**WORK INSTRUCTIONS:** Format the records below as a Markdown table with the columns Row and Line. Number each line in order, and omit blank lines.

[Dataset records]
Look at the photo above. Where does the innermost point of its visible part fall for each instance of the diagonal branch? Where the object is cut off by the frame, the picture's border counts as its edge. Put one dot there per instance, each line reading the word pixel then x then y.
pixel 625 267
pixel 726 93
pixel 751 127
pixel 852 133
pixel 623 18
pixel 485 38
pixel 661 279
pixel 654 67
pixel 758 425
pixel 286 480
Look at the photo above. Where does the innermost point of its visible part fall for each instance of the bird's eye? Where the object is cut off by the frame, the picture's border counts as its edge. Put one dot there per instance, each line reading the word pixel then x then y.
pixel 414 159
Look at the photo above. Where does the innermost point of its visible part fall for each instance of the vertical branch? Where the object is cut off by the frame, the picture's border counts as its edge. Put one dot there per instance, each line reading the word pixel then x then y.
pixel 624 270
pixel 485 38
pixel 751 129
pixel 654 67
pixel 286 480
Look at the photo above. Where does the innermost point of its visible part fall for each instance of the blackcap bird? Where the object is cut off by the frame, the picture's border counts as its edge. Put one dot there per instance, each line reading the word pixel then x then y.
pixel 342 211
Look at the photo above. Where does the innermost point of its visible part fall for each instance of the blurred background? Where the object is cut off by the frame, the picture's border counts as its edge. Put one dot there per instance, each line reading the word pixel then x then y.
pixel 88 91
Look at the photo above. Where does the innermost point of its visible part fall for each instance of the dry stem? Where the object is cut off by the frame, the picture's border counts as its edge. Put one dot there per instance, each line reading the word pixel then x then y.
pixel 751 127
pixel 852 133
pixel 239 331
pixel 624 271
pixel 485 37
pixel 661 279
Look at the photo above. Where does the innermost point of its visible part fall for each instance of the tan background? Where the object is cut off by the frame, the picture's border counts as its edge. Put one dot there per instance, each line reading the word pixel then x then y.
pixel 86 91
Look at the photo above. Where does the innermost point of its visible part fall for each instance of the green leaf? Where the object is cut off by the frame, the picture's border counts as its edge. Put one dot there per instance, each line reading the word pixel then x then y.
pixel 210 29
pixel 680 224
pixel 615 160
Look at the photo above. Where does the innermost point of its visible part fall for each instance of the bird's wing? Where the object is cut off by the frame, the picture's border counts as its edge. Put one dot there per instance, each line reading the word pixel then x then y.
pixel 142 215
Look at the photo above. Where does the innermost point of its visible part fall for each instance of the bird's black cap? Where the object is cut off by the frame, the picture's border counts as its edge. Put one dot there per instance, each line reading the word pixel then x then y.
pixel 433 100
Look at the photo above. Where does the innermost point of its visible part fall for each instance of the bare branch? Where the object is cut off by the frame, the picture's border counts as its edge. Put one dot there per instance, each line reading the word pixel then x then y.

**SOLUTION TO THIS EXERCISE:**
| Row | Line |
|---|---|
| 1 | Look at the photo above. Where does the innermost point of its visible part fall for each instance of the diagonal branch? Where the object is cut off by the frame, the picture's border counts as its edge. Put one dot there per instance, each line reading the word pixel then x then y. |
| 2 | pixel 625 267 |
| 3 | pixel 726 93 |
| 4 | pixel 751 127 |
| 5 | pixel 852 133 |
| 6 | pixel 623 18 |
| 7 | pixel 485 38 |
| 8 | pixel 661 279 |
| 9 | pixel 654 67 |
| 10 | pixel 758 425 |
| 11 | pixel 286 480 |
| 12 | Look at the photo above. Where does the innermost point of its visible part fall for each instance of the bird's eye? Where the object is cut off by the frame, the picture's border counts as its edge. Put one dot there per instance, each line reading the word pixel then x then y. |
| 13 | pixel 414 159 |
| 14 | Look at the photo above. Where does the innermost point of its visible part fall for each instance of the vertical branch? Where the object is cut off by the frame, the picture's border counts as its edge. Put one dot there per instance, each line reading the word pixel then x then y. |
| 15 | pixel 624 270 |
| 16 | pixel 485 38 |
| 17 | pixel 751 129 |
| 18 | pixel 654 67 |
| 19 | pixel 286 480 |
| 20 | Look at the photo above. Where does the innermost point of its visible part fall for each instance of the blackcap bird? Where the object is cut off by the frame, the picture's border counts as its edge. Put one dot there per instance, each line reading the word pixel then x then y. |
| 21 | pixel 342 211 |
| 22 | Look at the photo above. Where does the innermost point of its visible part fall for each instance of the blurred background? Where the object is cut off by the frame, the picture's border counts as its edge. Put one dot there per instance, each line reading the word pixel then x then y. |
| 23 | pixel 88 91 |
| 24 | Look at the photo above. Where does the innermost point of its visible part fall for each instance of the dry stem? Where the object is cut off by the frame, the picture's border counts as its edge. Put one dot there per instance, each line reading the word pixel then x then y. |
| 25 | pixel 751 127 |
| 26 | pixel 852 133 |
| 27 | pixel 239 331 |
| 28 | pixel 624 271 |
| 29 | pixel 485 37 |
| 30 | pixel 661 279 |
| 31 | Look at the photo above. Where does the innermost point of its visible part fall for each instance of the tan background? Where the object is cut off by the frame, the picture's border counts as its edge. Put one dot there per instance, each line reading the word pixel then x then y. |
| 32 | pixel 86 91 |
| 33 | Look at the photo above. Where does the innermost point of its visible part fall for each instance of the green leaf? Where the object is cut off by the frame, the picture's border counts as its edge. Put one dot there per instance, each line reading the word pixel then x then y. |
| 34 | pixel 210 29 |
| 35 | pixel 680 224 |
| 36 | pixel 615 160 |
| 37 | Look at the photo above. Where does the innermost point of its visible part fall for each instance of the bird's wing? Where the object is cut off by the frame, the picture's border counts as its edge. Put one dot there per instance, each line reading the word pixel then x then y. |
| 38 | pixel 142 215 |
| 39 | Look at the photo above. Where does the innermost point of its visible part fall for each instance of the bird's black cap? Where the object is cut off by the frame, the picture's border counts as its edge. Put one dot there per instance, each line reading the word pixel then x then y. |
| 40 | pixel 433 100 |
| 41 | Look at the photo above. Where does the innermost point of its visible part fall for each instance of the bare branch? Where the object is cut off by the frame, the picture's border counts as its edge. Put one dot there per instance, each line reading the word pixel then x then y. |